-- start of Extract provided --

Chat with Jamie Bestwick
On Monday at noon, BMX rider Jamie Bestwick will speak us just days before the Dew Tour Championships, held in Las Vegas October 14-17. Bestwick has continued his BMX vert domination with a recent win at the Salt Lake City Dew Tour in mid-September. That win marked his third consecutive victory of the 2010 season and his ninth straight win, spanning back to 2008.
The six-time X Games vert champion is currently ranked first in the Dew Tour BMX vert rankings, leading second place's Chad Kagy by 52 points. The BMX vert finals of the last stop of the Dew Tour take place on Sunday, October 17 from 12-3 p.m. Vegas time.
Send your questions now and join Bestwick here on Monday at 12 p.m. Eastern Standard Time.
ESPN.com (11:59 AM)
Hey all, Jamie's here and ready to go.
Eddie Fiola (Bellflower, California)
How is your body holding up? Any nagging injuries over the years? And what's your concussion count at?
ESPN.com (12:01 PM)
I just finished two and a half hours at the gym. Body's holding up pretty good. I have a herniated disc in the back but it hasn't stopped me riding all year. A few aches and pains, but I'm good to go. I'm fortunate. People who are legendary figures who are younger or older than me seem to be in a bit of disrepair. I get up and go running or cycling, and have fun with life.
ESPN.com (12:01 PM)
I don't think concussions are a trophy to brag about. I can count mine on one hand. If you can brag about it you've been doing something wrong.
Ed Koenning (San Antonio, Texas)
Have you ever done a handrail?
ESPN.com (12:02 PM)
I've done many handrails. BMX is about going out and riding everyting. I ride park, dirt, street, yeah I've done handrails. That's the beauty of BMX. knowing you can be competent wherever you go riding.
Bib Fortuna (Jabba's Palace, Tatooine)
How big is your Star Wars collection?
ESPN.com (12:03 PM)
It consumes my entire service room of my basement. But my five year old son is reliving me of my collection as we speak. I stopped a few years ago, I got a little bit over it. I wasn't into the toys, the new generation weren't that great. I don't really pitch my collection against anyone else's, but i enjoyed it for a while. Now my son is dipping his hand into large boxes of unopened toys.

-- end of Extract provided --
-- start of Supplied data --

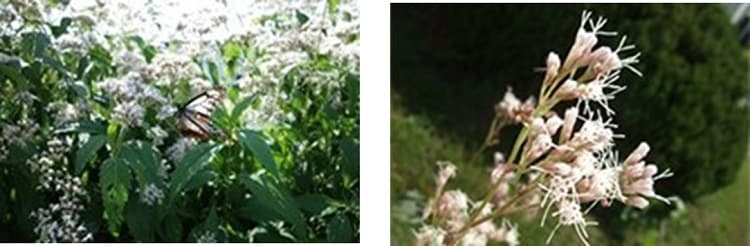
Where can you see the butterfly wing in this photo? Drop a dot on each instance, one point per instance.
(195, 115)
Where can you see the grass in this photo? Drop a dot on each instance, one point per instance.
(721, 218)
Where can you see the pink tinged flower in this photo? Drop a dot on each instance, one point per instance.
(453, 206)
(553, 124)
(638, 154)
(568, 90)
(513, 110)
(553, 65)
(569, 213)
(637, 179)
(429, 236)
(540, 145)
(626, 62)
(498, 158)
(447, 171)
(537, 127)
(594, 135)
(568, 123)
(636, 201)
(600, 91)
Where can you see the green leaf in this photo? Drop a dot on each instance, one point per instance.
(34, 44)
(339, 229)
(200, 179)
(271, 201)
(114, 178)
(172, 228)
(13, 75)
(350, 150)
(144, 160)
(240, 107)
(52, 62)
(211, 70)
(254, 142)
(313, 203)
(84, 154)
(193, 162)
(141, 221)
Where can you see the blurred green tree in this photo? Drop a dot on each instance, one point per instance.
(453, 62)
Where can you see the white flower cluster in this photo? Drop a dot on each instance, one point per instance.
(565, 169)
(59, 221)
(453, 210)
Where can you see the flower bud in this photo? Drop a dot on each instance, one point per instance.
(636, 201)
(568, 123)
(637, 154)
(553, 124)
(553, 65)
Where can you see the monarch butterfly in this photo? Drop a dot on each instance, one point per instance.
(195, 115)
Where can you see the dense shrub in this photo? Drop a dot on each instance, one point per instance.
(91, 149)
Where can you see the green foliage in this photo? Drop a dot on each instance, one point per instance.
(114, 185)
(296, 180)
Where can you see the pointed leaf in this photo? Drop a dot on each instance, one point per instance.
(272, 201)
(193, 162)
(339, 229)
(114, 179)
(84, 154)
(254, 142)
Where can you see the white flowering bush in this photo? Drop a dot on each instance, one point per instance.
(92, 150)
(559, 166)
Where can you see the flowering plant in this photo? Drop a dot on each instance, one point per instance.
(560, 167)
(92, 150)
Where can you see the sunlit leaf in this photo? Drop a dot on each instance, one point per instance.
(339, 229)
(87, 151)
(254, 142)
(114, 179)
(270, 201)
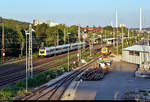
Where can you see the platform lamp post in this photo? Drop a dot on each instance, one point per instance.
(79, 40)
(68, 51)
(29, 64)
(3, 46)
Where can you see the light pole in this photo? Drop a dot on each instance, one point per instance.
(68, 51)
(79, 52)
(122, 37)
(57, 38)
(29, 65)
(3, 41)
(27, 60)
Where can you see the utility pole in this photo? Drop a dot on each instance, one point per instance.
(57, 38)
(3, 41)
(68, 52)
(128, 34)
(64, 36)
(30, 40)
(79, 52)
(140, 19)
(122, 37)
(117, 30)
(29, 64)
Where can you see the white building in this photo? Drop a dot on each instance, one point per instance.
(136, 54)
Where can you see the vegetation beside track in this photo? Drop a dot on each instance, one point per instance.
(9, 92)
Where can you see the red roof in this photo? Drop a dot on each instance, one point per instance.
(98, 29)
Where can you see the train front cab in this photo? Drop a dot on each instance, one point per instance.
(42, 52)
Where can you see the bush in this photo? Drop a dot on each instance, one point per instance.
(65, 66)
(98, 54)
(59, 71)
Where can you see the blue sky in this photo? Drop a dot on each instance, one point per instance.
(84, 12)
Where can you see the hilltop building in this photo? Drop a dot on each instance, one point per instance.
(93, 29)
(122, 25)
(48, 22)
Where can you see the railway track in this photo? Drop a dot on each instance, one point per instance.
(56, 90)
(13, 77)
(40, 62)
(10, 79)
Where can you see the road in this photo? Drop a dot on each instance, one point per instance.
(114, 84)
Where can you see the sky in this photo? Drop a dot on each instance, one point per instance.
(83, 12)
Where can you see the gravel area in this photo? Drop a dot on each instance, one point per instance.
(114, 84)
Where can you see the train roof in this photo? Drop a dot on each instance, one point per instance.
(61, 46)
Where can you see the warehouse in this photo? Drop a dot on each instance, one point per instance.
(136, 54)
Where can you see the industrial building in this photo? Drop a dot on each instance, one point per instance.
(136, 54)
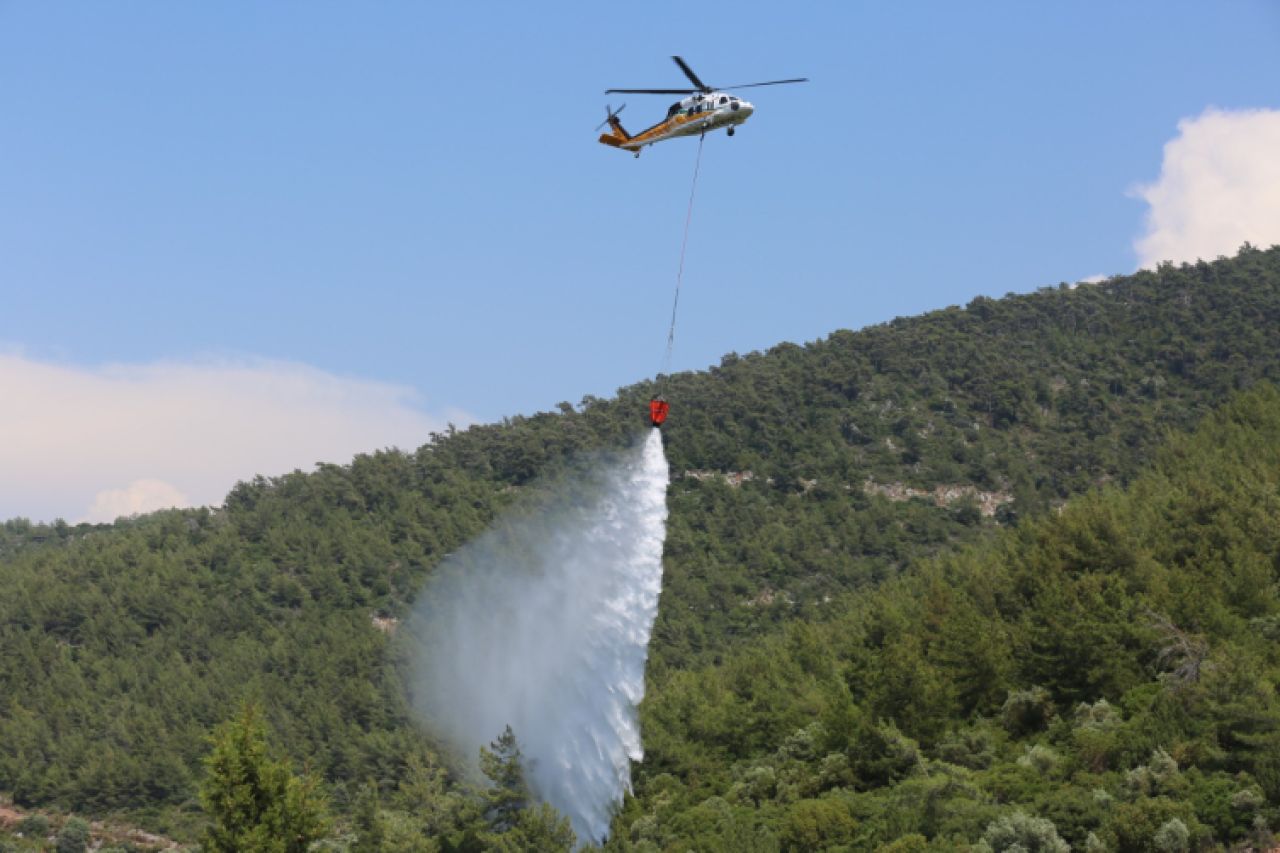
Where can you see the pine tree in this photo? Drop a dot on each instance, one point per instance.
(370, 835)
(254, 802)
(501, 762)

-- end of Supplied data --

Work to do ::
(a) Say whether each statement agrees with the Jamie Bestwick chat, answering yes or no and quoting the deciding words: (i) Bestwick's Salt Lake City win was his ninth straight victory. (ii) Chad Kagy holds first place in the Dew Tour BMX vert rankings. (iii) Bestwick is still adding to his Star Wars collection.
(b) Pull out every line of the entries that contains the word "pole".
The entries have no connection to the Jamie Bestwick chat.

Results for the exercise ::
(a)
(i) Yes: "his ninth straight win, spanning back to 2008"
(ii) No: "currently ranked first in the Dew Tour BMX vert rankings, leading second place's Chad Kagy by 52 points"
(iii) No: "I stopped a few years ago, I got a little bit over it."

(b)
Where can you see the light pole in this photo? Drop a dot on each instance, one point per instance.
Where can you see the utility pole in this photo? Drop a dot on each instance, one point per instance.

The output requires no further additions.